[Problems to solve]
A) List every person named in the text on the 0-1 knapsack problem.
B) From the text on the 0-1 knapsack problem, copy out the passage from "Figure 1: To" up to and including "by dynamic programming.".

--- start Quoted passage ---

Figure 1: To decide on packing a book, compare the previous total profit at the current capacity to the book's profit plus the profit at the current capacity minus the book's weight (here, capacity - 3). If the latter is larger, include the book.
Meling Ngo, Amir Kamel, Yatish Patel, Chen Chang, Frank Gennari, Guillermo Canas
This one is not a NAS parallel benchmark, but it serves to highlight irregular communication. You need to write UPC and Titanium codes to solve a 0-1 knapsack problem by dynamic programming.
Imagine that you have N old textbooks with integer weights Wi, for i from 1 to N. You also have a backpack with an integer weight capacity of C. There's a used book store down the street that will give you Pi dollars for book i. How much money can you make in one trip?
That's the 0-1 knapsack problem in a nutshell. The obvious solution of trying every possible combination is silly. A slightly better method is known as branch-and-bound; you run a breadth-first search of the combination space, but prune branches that cannot lead to optimal solutions.
A much, much better solution follows from expressing the problem as a recurrence relation and taking a dynamic programming approach. For the non-CS people (and the CS people who have forgotten), dynamic programming algorithms store common subproblems in a table and fill the table until they reach the solution.

--- end Quoted passage ---
--- start Extracted information ---

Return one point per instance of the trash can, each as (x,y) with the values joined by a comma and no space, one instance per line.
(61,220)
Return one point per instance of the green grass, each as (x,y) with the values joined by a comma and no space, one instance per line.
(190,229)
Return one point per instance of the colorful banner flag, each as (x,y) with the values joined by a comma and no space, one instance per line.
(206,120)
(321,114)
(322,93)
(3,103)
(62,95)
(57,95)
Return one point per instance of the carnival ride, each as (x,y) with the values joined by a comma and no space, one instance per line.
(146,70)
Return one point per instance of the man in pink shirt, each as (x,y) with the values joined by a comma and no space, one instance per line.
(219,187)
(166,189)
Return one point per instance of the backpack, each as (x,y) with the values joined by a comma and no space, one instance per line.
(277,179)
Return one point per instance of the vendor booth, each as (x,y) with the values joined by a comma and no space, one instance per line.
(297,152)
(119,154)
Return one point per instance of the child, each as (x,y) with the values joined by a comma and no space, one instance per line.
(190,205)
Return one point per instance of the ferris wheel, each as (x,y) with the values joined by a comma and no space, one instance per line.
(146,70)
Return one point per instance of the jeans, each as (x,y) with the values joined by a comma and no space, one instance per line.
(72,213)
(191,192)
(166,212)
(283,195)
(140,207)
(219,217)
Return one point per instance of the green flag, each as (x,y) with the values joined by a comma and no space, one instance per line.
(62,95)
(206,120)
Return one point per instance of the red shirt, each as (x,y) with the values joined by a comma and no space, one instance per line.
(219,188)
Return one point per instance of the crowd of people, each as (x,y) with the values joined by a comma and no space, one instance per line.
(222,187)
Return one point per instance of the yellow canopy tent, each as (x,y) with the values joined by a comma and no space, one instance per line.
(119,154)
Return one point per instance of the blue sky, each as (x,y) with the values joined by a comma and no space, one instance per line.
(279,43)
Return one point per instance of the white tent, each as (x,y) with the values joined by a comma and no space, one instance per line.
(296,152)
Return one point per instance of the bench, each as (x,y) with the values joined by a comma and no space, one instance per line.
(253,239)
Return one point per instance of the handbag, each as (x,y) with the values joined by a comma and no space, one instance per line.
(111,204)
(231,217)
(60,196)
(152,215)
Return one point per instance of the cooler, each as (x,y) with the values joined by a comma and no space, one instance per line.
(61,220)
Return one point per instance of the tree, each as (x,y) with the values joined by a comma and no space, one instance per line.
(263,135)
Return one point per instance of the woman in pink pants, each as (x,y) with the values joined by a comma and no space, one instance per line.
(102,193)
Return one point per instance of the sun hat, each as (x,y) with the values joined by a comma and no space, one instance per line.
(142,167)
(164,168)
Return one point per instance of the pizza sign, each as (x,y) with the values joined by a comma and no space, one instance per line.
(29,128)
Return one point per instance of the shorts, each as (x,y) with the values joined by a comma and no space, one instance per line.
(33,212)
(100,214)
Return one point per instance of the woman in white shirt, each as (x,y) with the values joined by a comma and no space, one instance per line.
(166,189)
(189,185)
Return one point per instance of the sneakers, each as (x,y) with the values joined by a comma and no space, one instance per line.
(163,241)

--- end Extracted information ---
--- start Extracted information ---

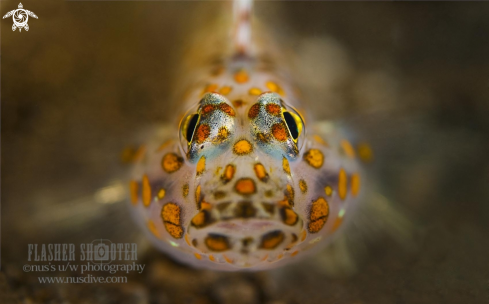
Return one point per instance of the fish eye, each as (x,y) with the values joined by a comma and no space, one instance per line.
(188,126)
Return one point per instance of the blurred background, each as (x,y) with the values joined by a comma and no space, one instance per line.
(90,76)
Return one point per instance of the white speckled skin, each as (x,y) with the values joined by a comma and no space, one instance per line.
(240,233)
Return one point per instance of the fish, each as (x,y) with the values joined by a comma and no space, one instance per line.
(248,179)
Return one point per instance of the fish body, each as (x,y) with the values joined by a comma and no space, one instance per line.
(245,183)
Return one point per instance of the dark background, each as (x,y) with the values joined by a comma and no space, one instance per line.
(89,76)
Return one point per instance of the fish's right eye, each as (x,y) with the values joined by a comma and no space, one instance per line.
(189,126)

--- end Extracted information ---
--- start Extracted information ---

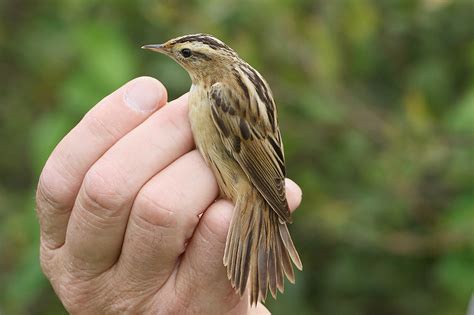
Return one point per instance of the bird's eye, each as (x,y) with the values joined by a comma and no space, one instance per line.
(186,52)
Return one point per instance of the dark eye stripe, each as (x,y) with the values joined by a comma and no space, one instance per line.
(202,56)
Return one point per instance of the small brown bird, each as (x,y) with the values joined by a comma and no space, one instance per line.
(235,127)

--- end Extracted information ---

[Results for each task]
A) Meling Ngo, Amir Kamel, Yatish Patel, Chen Chang, Frank Gennari, Guillermo Canas

B)
Figure 1: To decide on packing a book, compare the previous total profit at the current capacity to the book's profit plus the profit at the current capacity minus the book's weight (here, capacity - 3). If the latter is larger, include the book.
Meling Ngo, Amir Kamel, Yatish Patel, Chen Chang, Frank Gennari, Guillermo Canas
This one is not a NAS parallel benchmark, but it serves to highlight irregular communication. You need to write UPC and Titanium codes to solve a 0-1 knapsack problem by dynamic programming.